--- START ---
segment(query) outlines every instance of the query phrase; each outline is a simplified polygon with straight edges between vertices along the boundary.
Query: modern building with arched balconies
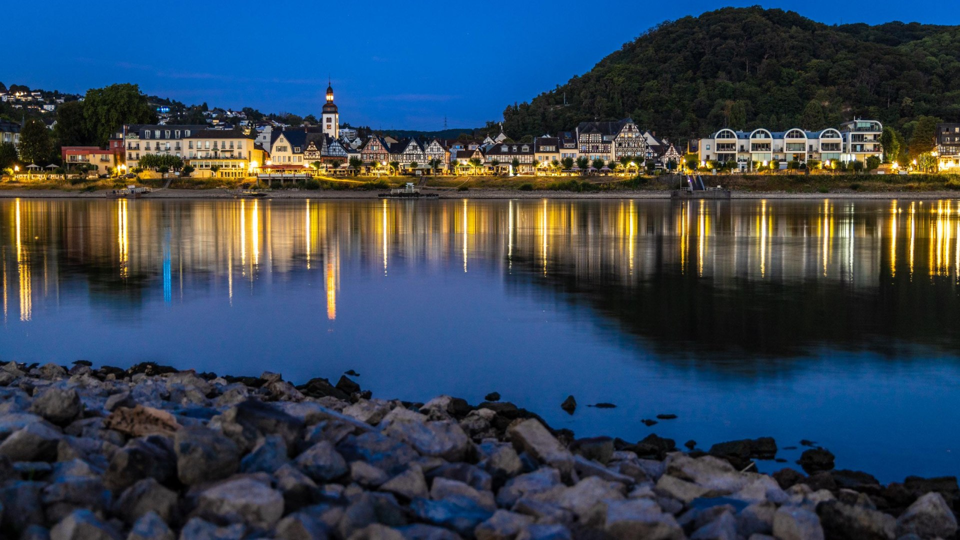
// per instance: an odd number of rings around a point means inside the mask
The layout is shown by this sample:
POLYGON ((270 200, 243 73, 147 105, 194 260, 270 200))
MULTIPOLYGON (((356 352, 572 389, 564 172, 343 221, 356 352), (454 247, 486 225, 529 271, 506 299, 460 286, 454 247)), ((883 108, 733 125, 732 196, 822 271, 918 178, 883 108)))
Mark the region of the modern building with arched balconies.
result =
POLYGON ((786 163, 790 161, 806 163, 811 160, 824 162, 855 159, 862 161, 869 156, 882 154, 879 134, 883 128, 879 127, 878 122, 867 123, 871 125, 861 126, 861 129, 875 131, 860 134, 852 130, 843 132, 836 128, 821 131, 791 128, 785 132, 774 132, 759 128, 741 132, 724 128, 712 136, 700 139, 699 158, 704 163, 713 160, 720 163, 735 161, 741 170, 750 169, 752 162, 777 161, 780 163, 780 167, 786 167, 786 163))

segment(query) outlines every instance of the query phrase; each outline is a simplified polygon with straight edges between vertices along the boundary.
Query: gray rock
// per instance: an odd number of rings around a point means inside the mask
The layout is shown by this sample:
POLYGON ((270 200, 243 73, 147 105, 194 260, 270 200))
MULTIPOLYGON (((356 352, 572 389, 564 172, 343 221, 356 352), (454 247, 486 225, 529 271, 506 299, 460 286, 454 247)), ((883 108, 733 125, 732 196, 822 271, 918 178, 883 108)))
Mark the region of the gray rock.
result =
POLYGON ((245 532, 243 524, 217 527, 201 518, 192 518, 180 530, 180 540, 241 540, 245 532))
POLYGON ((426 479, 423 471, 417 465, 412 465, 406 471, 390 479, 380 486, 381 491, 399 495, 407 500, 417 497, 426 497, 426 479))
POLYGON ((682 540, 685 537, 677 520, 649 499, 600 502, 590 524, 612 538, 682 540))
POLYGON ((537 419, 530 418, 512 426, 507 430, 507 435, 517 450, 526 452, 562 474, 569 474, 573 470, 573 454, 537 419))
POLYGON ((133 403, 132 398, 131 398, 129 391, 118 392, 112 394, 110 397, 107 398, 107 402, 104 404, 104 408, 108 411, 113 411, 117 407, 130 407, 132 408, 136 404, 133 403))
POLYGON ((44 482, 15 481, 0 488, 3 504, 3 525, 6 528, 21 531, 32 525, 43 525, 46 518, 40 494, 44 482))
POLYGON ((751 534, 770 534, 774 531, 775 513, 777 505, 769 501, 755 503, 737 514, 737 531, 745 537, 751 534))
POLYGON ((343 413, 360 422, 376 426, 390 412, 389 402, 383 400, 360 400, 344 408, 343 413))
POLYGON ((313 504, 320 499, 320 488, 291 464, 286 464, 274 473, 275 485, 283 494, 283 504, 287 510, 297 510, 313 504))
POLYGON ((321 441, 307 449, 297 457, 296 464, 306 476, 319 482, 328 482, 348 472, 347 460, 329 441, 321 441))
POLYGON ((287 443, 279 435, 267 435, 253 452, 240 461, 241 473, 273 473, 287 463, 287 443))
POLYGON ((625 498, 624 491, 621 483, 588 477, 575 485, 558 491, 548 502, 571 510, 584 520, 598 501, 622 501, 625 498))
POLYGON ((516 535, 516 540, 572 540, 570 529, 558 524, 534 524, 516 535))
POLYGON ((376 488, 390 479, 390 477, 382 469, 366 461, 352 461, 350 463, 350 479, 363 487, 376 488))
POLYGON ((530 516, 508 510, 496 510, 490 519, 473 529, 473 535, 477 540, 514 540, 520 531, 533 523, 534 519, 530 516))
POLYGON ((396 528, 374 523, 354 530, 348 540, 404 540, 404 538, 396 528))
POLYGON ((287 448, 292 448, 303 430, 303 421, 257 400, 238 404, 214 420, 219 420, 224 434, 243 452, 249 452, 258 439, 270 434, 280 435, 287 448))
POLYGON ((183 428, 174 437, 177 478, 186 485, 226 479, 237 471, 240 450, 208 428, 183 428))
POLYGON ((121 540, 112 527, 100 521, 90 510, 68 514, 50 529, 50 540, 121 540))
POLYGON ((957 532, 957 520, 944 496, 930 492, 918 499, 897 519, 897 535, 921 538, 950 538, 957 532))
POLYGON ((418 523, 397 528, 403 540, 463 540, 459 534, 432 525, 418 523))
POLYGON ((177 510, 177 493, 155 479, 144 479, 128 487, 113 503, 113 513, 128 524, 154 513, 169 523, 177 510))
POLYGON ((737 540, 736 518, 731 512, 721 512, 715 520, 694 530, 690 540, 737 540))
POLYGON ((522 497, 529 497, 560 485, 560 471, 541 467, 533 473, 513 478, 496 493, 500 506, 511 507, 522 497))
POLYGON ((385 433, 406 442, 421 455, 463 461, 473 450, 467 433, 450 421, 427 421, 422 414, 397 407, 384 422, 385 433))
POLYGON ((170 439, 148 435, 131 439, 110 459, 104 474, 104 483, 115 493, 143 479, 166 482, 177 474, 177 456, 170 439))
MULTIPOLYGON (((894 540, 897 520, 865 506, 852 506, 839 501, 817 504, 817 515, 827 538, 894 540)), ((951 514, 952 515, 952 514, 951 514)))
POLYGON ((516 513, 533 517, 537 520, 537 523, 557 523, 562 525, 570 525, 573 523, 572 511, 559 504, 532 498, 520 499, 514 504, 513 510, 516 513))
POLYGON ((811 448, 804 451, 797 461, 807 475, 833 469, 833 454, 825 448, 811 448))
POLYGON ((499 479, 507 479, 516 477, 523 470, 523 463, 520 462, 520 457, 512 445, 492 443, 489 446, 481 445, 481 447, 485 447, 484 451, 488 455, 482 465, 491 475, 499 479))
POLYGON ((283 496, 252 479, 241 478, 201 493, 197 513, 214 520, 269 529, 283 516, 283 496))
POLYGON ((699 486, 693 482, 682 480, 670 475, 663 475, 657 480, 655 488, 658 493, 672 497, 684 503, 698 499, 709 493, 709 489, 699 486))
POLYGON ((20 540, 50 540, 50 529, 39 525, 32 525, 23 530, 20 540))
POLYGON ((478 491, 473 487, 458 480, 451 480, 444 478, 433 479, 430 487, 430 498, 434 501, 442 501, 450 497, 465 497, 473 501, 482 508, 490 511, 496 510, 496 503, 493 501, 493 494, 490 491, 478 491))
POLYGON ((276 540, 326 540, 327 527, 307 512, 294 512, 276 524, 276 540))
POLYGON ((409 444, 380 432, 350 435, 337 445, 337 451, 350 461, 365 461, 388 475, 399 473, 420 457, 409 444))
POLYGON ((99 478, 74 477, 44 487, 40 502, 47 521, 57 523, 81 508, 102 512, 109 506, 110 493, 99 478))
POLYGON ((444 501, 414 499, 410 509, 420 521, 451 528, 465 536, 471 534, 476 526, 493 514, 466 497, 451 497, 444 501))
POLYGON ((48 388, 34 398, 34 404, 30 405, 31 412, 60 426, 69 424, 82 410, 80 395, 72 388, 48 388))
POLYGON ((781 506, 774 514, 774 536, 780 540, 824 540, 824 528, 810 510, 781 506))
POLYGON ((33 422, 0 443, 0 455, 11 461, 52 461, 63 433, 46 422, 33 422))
--- END ---
▶ [What is expected] Could you reproduce all of the material above word for word, omitting the pictures?

▶ [Answer for this exercise]
segment(query) outlines every instance of the query phrase; each outline is a simplified polygon with straight edges between vertices along the boundary.
Query: modern building with arched balconies
// per instance: an odd number of rings around a point means inside the mask
The layout is shown by this sample:
POLYGON ((270 200, 243 73, 147 105, 194 260, 270 200))
MULTIPOLYGON (((356 352, 572 389, 564 172, 343 221, 356 352), (454 247, 486 225, 529 271, 506 299, 460 286, 454 247)), ((883 108, 733 125, 732 196, 822 271, 918 178, 883 108)))
Mark the region of the modern building with arched balconies.
result =
POLYGON ((786 163, 790 161, 806 163, 811 160, 824 162, 855 159, 862 161, 869 156, 882 154, 879 134, 883 128, 879 127, 878 122, 867 123, 871 125, 861 126, 861 129, 875 131, 860 134, 852 130, 843 132, 836 128, 821 131, 791 128, 785 132, 774 132, 759 128, 741 132, 724 128, 712 136, 700 139, 699 158, 704 163, 713 160, 720 163, 735 161, 741 170, 750 169, 752 162, 777 161, 780 163, 780 167, 786 167, 786 163))

segment(query) outlines every instance of the query phrase; each outline is a simplified polygon with straight edges between vertices along the boundary.
Query: gray rock
// per instance: an odd number of rings around a point means inside the mask
The layout is shown by this sample:
POLYGON ((270 200, 243 73, 147 105, 194 260, 270 200))
MULTIPOLYGON (((356 352, 572 389, 564 172, 343 221, 356 352), (454 247, 486 225, 529 271, 506 299, 460 286, 454 247)), ((883 108, 733 125, 732 196, 822 271, 918 178, 883 108)))
Mark the region of the gray rock.
result =
POLYGON ((245 532, 243 524, 217 527, 201 518, 192 518, 180 530, 180 540, 241 540, 245 532))
POLYGON ((426 479, 423 471, 417 465, 412 465, 406 471, 390 479, 380 486, 381 491, 399 495, 407 500, 417 497, 426 497, 426 479))
POLYGON ((682 540, 685 537, 677 520, 649 499, 600 502, 590 524, 612 538, 682 540))
POLYGON ((537 419, 530 418, 512 426, 507 430, 507 435, 517 450, 526 452, 562 474, 569 474, 573 470, 573 454, 537 419))
POLYGON ((133 403, 132 398, 131 398, 129 391, 118 392, 112 394, 110 397, 107 398, 107 402, 104 404, 104 408, 108 411, 113 411, 117 407, 130 407, 132 408, 136 404, 133 403))
POLYGON ((44 482, 15 481, 0 488, 3 504, 3 525, 6 528, 21 531, 32 525, 43 525, 46 518, 40 494, 44 482))
POLYGON ((751 534, 770 534, 774 531, 775 513, 777 505, 769 501, 755 503, 737 514, 737 531, 745 537, 751 534))
POLYGON ((343 413, 360 422, 376 426, 390 412, 389 402, 383 400, 360 400, 344 408, 343 413))
POLYGON ((313 504, 320 499, 320 488, 291 464, 286 464, 274 473, 275 485, 283 494, 283 504, 287 510, 297 510, 313 504))
POLYGON ((321 441, 307 449, 297 457, 296 464, 306 476, 319 482, 328 482, 348 472, 347 460, 329 441, 321 441))
POLYGON ((287 443, 279 435, 267 435, 253 452, 240 461, 241 473, 273 473, 287 463, 287 443))
POLYGON ((625 498, 624 491, 621 483, 588 477, 575 485, 558 491, 548 502, 571 510, 584 520, 598 501, 622 501, 625 498))
POLYGON ((516 535, 516 540, 572 540, 570 529, 558 524, 534 524, 516 535))
POLYGON ((376 488, 390 479, 390 477, 382 469, 366 461, 352 461, 350 463, 350 479, 363 487, 376 488))
POLYGON ((530 516, 508 510, 496 510, 490 519, 473 529, 473 535, 477 540, 514 540, 520 531, 533 523, 534 519, 530 516))
POLYGON ((396 528, 374 523, 354 530, 348 540, 404 540, 404 538, 396 528))
POLYGON ((287 448, 292 448, 303 430, 303 421, 257 400, 238 404, 214 420, 219 420, 224 434, 243 452, 249 452, 258 439, 270 434, 280 435, 287 448))
POLYGON ((183 428, 174 437, 177 478, 186 485, 226 479, 237 471, 240 450, 208 428, 183 428))
POLYGON ((121 540, 112 527, 100 521, 90 510, 68 514, 50 529, 50 540, 121 540))
POLYGON ((957 532, 957 520, 944 496, 930 492, 918 499, 897 519, 897 535, 921 538, 950 538, 957 532))
POLYGON ((418 523, 397 528, 403 540, 463 540, 459 534, 432 525, 418 523))
POLYGON ((177 510, 177 493, 155 479, 144 479, 128 487, 113 503, 113 513, 128 524, 154 513, 169 523, 177 510))
POLYGON ((737 540, 736 518, 731 512, 721 512, 715 520, 694 530, 690 540, 737 540))
POLYGON ((522 497, 529 497, 560 485, 560 471, 541 467, 533 473, 513 478, 496 493, 500 506, 511 507, 522 497))
POLYGON ((385 433, 406 442, 421 455, 463 461, 473 450, 467 433, 450 421, 427 421, 422 414, 397 407, 384 422, 385 433))
POLYGON ((170 439, 148 435, 131 439, 110 459, 104 474, 104 483, 115 493, 143 479, 166 482, 177 474, 177 456, 170 439))
MULTIPOLYGON (((894 540, 897 520, 865 506, 852 506, 839 501, 817 504, 817 515, 827 538, 894 540)), ((951 514, 952 515, 952 514, 951 514)))
POLYGON ((516 513, 533 517, 537 520, 537 523, 557 523, 562 525, 570 525, 573 523, 572 511, 559 504, 532 498, 520 499, 514 504, 513 510, 516 513))
POLYGON ((811 448, 804 451, 797 461, 807 475, 833 469, 833 454, 825 448, 811 448))
POLYGON ((499 479, 507 479, 516 477, 523 470, 523 463, 520 462, 520 457, 512 445, 492 443, 489 446, 481 445, 481 447, 485 447, 484 451, 488 455, 482 465, 491 475, 499 479))
POLYGON ((283 496, 252 479, 241 478, 201 493, 197 513, 214 520, 269 529, 283 516, 283 496))
POLYGON ((699 486, 693 482, 682 480, 670 475, 663 475, 657 480, 655 488, 658 493, 672 497, 684 503, 698 499, 709 493, 709 489, 699 486))
POLYGON ((20 540, 50 540, 50 529, 39 525, 32 525, 23 530, 20 540))
POLYGON ((478 491, 473 487, 458 480, 451 480, 444 478, 433 479, 430 487, 430 498, 434 501, 442 501, 450 497, 465 497, 473 501, 482 508, 490 511, 496 510, 496 503, 493 501, 493 494, 490 491, 478 491))
POLYGON ((276 540, 326 540, 327 527, 307 512, 294 512, 276 524, 276 540))
POLYGON ((409 444, 380 432, 350 435, 337 445, 337 451, 350 461, 365 461, 388 475, 399 473, 420 457, 409 444))
POLYGON ((99 478, 74 477, 44 487, 40 502, 47 521, 57 523, 81 508, 102 512, 109 506, 110 493, 99 478))
POLYGON ((444 501, 414 499, 410 509, 420 521, 451 528, 465 536, 471 534, 476 526, 493 514, 466 497, 451 497, 444 501))
POLYGON ((48 388, 34 398, 34 404, 30 405, 31 412, 60 426, 69 424, 82 410, 80 395, 72 388, 48 388))
POLYGON ((781 506, 774 514, 774 536, 780 540, 824 540, 824 528, 810 510, 781 506))
POLYGON ((33 422, 0 443, 0 455, 11 461, 52 461, 63 433, 46 422, 33 422))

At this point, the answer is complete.